- [AIM OF THE EXERCISE]: Please repeat the whole listing exactly, but leave the pictures out.
---
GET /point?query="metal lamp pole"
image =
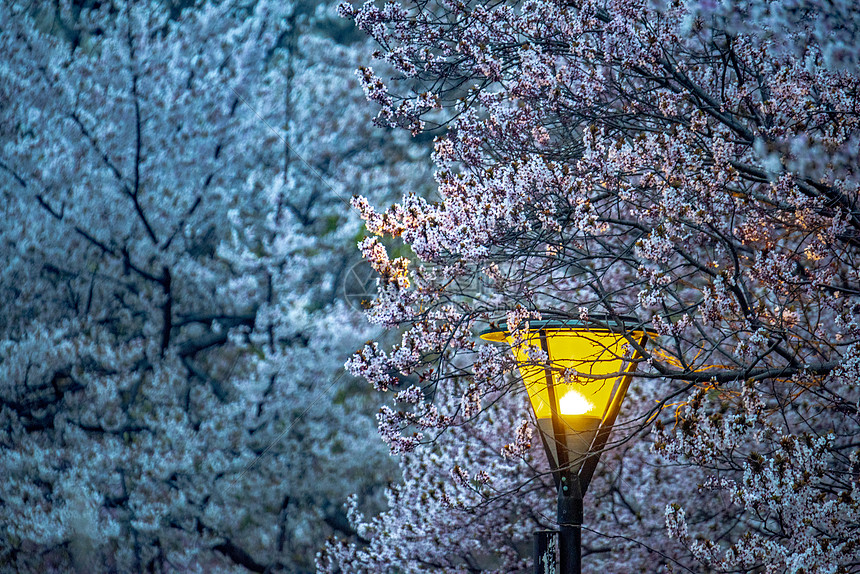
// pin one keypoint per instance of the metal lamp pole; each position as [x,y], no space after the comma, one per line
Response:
[572,486]
[580,344]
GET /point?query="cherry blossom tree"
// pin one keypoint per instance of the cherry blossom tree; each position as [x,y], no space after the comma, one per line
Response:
[172,392]
[689,164]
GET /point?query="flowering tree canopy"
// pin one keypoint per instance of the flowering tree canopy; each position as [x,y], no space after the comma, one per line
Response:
[689,164]
[174,238]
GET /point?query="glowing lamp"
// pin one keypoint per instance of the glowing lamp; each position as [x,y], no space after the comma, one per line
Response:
[577,389]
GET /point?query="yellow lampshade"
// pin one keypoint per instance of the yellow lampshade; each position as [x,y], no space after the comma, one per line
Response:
[583,381]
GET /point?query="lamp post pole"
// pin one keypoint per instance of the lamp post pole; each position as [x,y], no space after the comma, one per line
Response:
[570,528]
[569,511]
[574,418]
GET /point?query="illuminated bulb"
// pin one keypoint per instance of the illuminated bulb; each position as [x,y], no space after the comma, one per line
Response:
[573,403]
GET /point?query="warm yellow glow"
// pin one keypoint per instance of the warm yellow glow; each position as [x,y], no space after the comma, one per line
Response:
[587,365]
[573,403]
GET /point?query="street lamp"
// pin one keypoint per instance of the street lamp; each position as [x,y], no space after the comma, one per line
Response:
[576,394]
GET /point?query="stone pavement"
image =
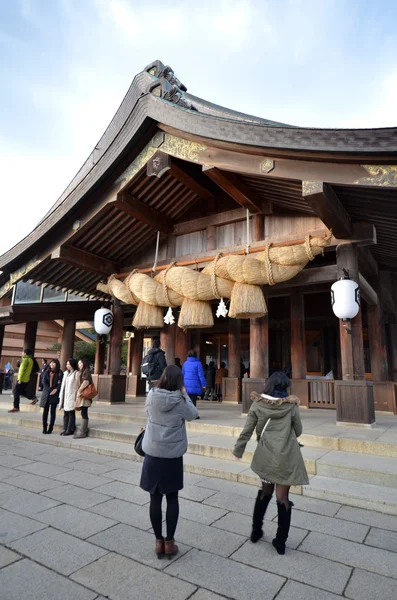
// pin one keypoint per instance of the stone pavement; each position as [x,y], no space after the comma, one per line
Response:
[75,524]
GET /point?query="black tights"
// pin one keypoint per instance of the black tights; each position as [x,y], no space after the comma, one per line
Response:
[282,492]
[171,516]
[53,408]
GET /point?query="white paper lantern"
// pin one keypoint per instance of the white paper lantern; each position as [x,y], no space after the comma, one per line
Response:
[345,297]
[103,321]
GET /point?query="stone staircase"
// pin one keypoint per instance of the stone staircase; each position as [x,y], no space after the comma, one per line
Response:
[355,472]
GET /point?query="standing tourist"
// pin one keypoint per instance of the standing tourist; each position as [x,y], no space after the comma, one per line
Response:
[277,460]
[24,373]
[52,381]
[83,404]
[164,443]
[154,363]
[193,375]
[67,399]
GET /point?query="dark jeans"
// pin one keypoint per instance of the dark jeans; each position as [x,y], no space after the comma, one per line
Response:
[19,391]
[46,410]
[171,515]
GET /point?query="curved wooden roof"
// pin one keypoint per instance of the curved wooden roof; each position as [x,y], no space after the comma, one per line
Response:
[154,101]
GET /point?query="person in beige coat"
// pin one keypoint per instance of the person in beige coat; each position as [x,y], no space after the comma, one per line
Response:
[67,397]
[277,460]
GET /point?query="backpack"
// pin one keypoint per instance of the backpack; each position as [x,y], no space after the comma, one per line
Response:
[147,365]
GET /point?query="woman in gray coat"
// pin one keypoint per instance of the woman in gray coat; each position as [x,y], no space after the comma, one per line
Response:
[164,443]
[277,460]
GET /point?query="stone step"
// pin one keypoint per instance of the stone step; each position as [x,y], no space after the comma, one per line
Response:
[365,468]
[363,495]
[353,493]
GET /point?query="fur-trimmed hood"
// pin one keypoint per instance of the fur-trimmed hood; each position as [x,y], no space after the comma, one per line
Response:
[274,401]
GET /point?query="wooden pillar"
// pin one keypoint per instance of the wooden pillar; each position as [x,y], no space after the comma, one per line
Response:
[136,352]
[167,340]
[100,355]
[69,331]
[234,352]
[182,343]
[30,336]
[298,341]
[116,339]
[259,348]
[352,344]
[377,345]
[211,237]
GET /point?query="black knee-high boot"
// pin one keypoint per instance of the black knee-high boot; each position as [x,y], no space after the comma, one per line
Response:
[260,507]
[284,523]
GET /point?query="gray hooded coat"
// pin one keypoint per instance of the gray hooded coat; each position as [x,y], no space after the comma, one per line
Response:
[165,435]
[277,457]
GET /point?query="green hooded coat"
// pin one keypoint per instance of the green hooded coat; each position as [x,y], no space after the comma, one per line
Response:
[277,457]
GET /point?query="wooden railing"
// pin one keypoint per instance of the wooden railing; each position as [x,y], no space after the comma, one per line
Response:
[321,393]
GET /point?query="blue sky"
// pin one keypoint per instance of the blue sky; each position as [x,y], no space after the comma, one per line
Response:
[65,66]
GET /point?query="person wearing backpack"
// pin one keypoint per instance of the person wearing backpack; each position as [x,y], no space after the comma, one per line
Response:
[24,373]
[154,363]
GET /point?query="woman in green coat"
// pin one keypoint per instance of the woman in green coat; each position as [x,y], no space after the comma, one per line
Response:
[277,460]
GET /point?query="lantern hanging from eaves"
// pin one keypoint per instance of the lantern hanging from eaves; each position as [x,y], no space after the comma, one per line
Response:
[103,321]
[345,298]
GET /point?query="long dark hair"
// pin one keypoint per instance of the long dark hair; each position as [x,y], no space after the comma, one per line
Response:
[278,381]
[171,379]
[57,363]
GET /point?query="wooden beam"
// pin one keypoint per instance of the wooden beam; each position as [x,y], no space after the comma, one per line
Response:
[326,205]
[85,260]
[142,212]
[235,188]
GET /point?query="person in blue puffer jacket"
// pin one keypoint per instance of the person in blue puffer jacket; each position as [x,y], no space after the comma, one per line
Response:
[193,376]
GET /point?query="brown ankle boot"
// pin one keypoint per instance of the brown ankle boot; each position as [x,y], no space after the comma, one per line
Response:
[170,548]
[160,548]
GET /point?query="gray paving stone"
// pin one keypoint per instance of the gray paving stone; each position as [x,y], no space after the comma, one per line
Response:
[351,553]
[75,521]
[25,579]
[43,469]
[131,477]
[70,494]
[25,503]
[196,511]
[196,493]
[124,512]
[124,491]
[133,543]
[208,538]
[368,586]
[58,551]
[90,467]
[236,503]
[119,578]
[298,591]
[12,461]
[242,525]
[382,539]
[226,577]
[329,525]
[13,526]
[222,485]
[206,595]
[7,557]
[85,480]
[299,566]
[368,517]
[35,483]
[321,507]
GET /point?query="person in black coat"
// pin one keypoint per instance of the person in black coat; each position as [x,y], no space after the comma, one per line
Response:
[52,381]
[210,381]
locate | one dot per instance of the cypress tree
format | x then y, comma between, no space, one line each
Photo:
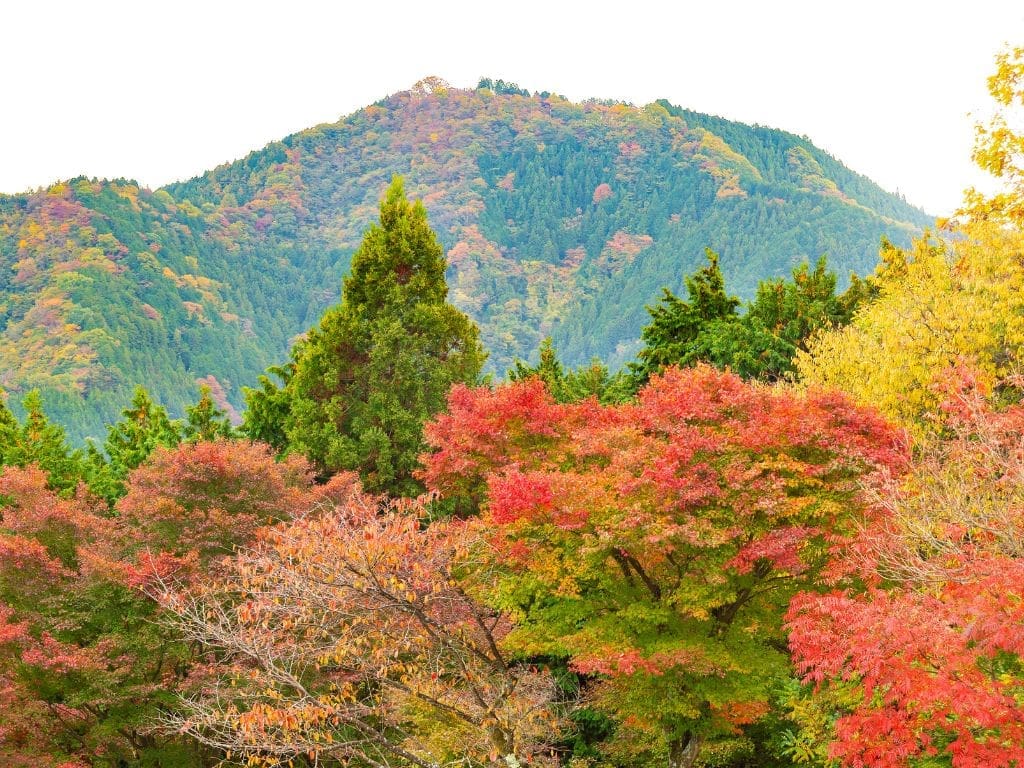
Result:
676,325
381,363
---
- [WRITTEN RESPONSE]:
GET /point?query="metal lamp pole"
image =
// pin one keypoint per instance of the metal lamp pole; each position as [x,y], no space after the comma, one per line
Response:
[572,486]
[580,344]
GET /point?query="cherry blossom tree"
// pin one keypoint per instance of the cherry blossom tree; each position as [x,y], no space after the comma, one per line
Response:
[172,392]
[689,164]
GET /point?query="flowering tree canopy"
// pin one keypoint per instance of the flowering tree canopy; each position as [x,y], no space after the comma, one per line
Response:
[689,164]
[174,238]
GET /point?query="glowing lamp"
// pin one keypoint per instance of the glowing lamp; each position as [x,y], no space after the comma, one per line
Response:
[577,389]
GET /point?query="yellow lampshade"
// pin one keypoint per instance of the yellow lampshade; each position as [x,y], no space after the comma, one per line
Response:
[583,381]
GET /point?query="lamp post pole"
// pin one keypoint per instance of the lamp post pole; each position as [x,y], no space after the comma, one per line
Response:
[570,528]
[569,511]
[574,418]
GET /point?query="illuminated bulb"
// pin one keypoint per instance of the illuminated bulb; each position as [x,y], no space after the comma, one per line
Response:
[573,403]
GET /point?query="warm yellow glow"
// pin one keypoint per instance of the warm yellow glow; each position as [x,y], no space after the comma, one per line
Response:
[587,365]
[573,403]
GET /point?query="street lamp"
// pin one keypoint per instance of the street lamp; each position as [x,y], no space after the comma, one per line
Response:
[576,394]
GET /point?query="stone pavement"
image =
// pin one keypoint per instance of the stone pavement; each position as [x,y], no space after the comma, one per line
Response:
[75,524]
GET /point?query="black tights"
// pin one keypoint per instance of the black tights; each position as [x,y], no space after the comma, one per line
Response:
[282,492]
[171,516]
[53,408]
GET /point?query="white paper lantern"
// pin one keypoint per instance of the white paper lantern; each position as [x,y], no space after the comma, one per line
Response:
[345,297]
[103,321]
GET /point?query="stone staircase"
// pin one keypoint per instance of the stone staircase; each position as [x,y], no space after the comma, one per line
Response:
[355,472]
GET /point?query="standing tourist"
// pin one keypoint per instance of the standing tourist; each position as [x,y], no space after the comma, one per line
Response:
[277,460]
[24,373]
[52,381]
[83,404]
[164,443]
[154,363]
[193,375]
[67,399]
GET /point?query="dark jeans"
// pin one keypoint per instance of the dark jeans; each position as [x,y], no space after the comma, one per line
Response:
[19,391]
[46,410]
[171,515]
GET /point?query="curved wooden roof"
// pin one keypoint per instance of the curved wooden roof; each position as [x,y], no space after the comma, one per line
Response:
[154,101]
GET /point?query="person in beige coat"
// pin one keypoint per instance of the person in beige coat; each position as [x,y], no space after the comma, one per line
Response:
[67,397]
[277,460]
GET /point?query="backpack"
// pin one keypoint per instance of the backpack; each position as [x,y], no space after the comma, one per line
Response:
[147,365]
GET /point?query="woman in gray coat"
// pin one keypoint per instance of the woman in gray coat; each position as [x,y], no space after the comma, one per line
Response:
[164,443]
[277,460]
GET /point?query="stone step"
// pin one keypoint per instance of the stone step; each position as [x,y], no space after the comma, one per line
Response:
[365,468]
[363,495]
[353,493]
GET /point?query="fur-trimmed hood"
// pin one keypoint per instance of the fur-trimmed hood; each position as [x,y], no space after the comma, one per line
Response:
[274,401]
GET /point?query="wooden pillar"
// pin one keypoint per instance of the wooden pillar; each position as [x,y], no space after the comma, one per line
Response:
[136,352]
[167,340]
[100,355]
[69,331]
[234,352]
[182,343]
[30,336]
[298,341]
[116,339]
[259,348]
[352,344]
[377,345]
[211,237]
GET /point?query="black knee-high boot"
// pin one keypoint per instance of the black knee-high boot; each position as [x,y], no space after the comma, one per line
Response:
[260,507]
[284,523]
GET /point?query="gray hooded coat"
// pin one keypoint per instance of the gray hooded coat; each position as [x,y], no space after the comma, one per line
Response:
[165,435]
[277,457]
GET /point?query="green hooded coat"
// pin one keypoint per instance of the green hooded coat; each position as [x,y], no space after the comma, one per line
Response:
[277,457]
GET /point?query="wooden railing"
// pin one keypoint per instance of the wooden railing; each position as [x,y], no space after the comma, one per line
Response:
[321,393]
GET /point?query="blue sky"
// pin one keypoint per instance of the blue sky; each position as [x,y], no space after the comma, one per line
Response:
[65,66]
GET /point?query="person wearing backpack"
// pin one keypoint per instance of the person wearing backpack; each position as [x,y], no space after the comma, one per line
Response:
[24,373]
[154,363]
GET /point?query="woman in green coat"
// pin one keypoint per instance of the woman in green coat; each position as [x,y], no space after the comma, one per line
Response:
[277,460]
GET /point?query="lantern hanging from eaves"
// pin one keypoint per instance of the lantern hanging from eaves; each position as [x,y], no space after the comma, one per line
Response:
[103,321]
[345,298]
GET /point?query="long dark hair"
// pin one keypoint per instance of the long dark hair; each position as [x,y], no space after the comma, one per line
Response:
[278,381]
[171,379]
[57,363]
GET /point?query="wooden beam"
// pin one keypoint per instance of the wooden beam; each position as [x,y], no space after the comma, one per line
Response:
[326,205]
[85,260]
[142,212]
[235,188]
GET /point?query="person in blue puffer jacket"
// pin one keypoint per instance of the person in blue puffer jacket; each position as [x,y], no space after the comma, one per line
Response:
[193,376]
GET /point?query="brown ankle boot"
// pin one keypoint per instance of the brown ankle boot; each position as [x,y], no space after the comma, one per line
Response:
[170,548]
[160,548]
GET /point?query="gray paving stone"
// pin one keypoint per instance of the gray paving stone; each position as [x,y], no space after the comma, one per line
Response:
[351,553]
[75,521]
[25,579]
[43,469]
[131,477]
[70,494]
[25,503]
[196,511]
[196,493]
[124,512]
[124,491]
[133,543]
[208,538]
[368,586]
[58,551]
[90,467]
[236,503]
[119,578]
[298,591]
[12,461]
[242,525]
[382,539]
[226,577]
[329,525]
[13,526]
[222,485]
[206,595]
[7,557]
[85,480]
[299,566]
[368,517]
[35,483]
[321,507]
GET /point?query="person in black coat"
// pin one keypoint per instance of the person in black coat; each position as [x,y], no space after the comma, one per line
Response:
[52,381]
[210,381]
locate | one dot per instance of the cypress tree
format | x then y, comma between, no space, one line each
Photo:
Result:
676,325
381,363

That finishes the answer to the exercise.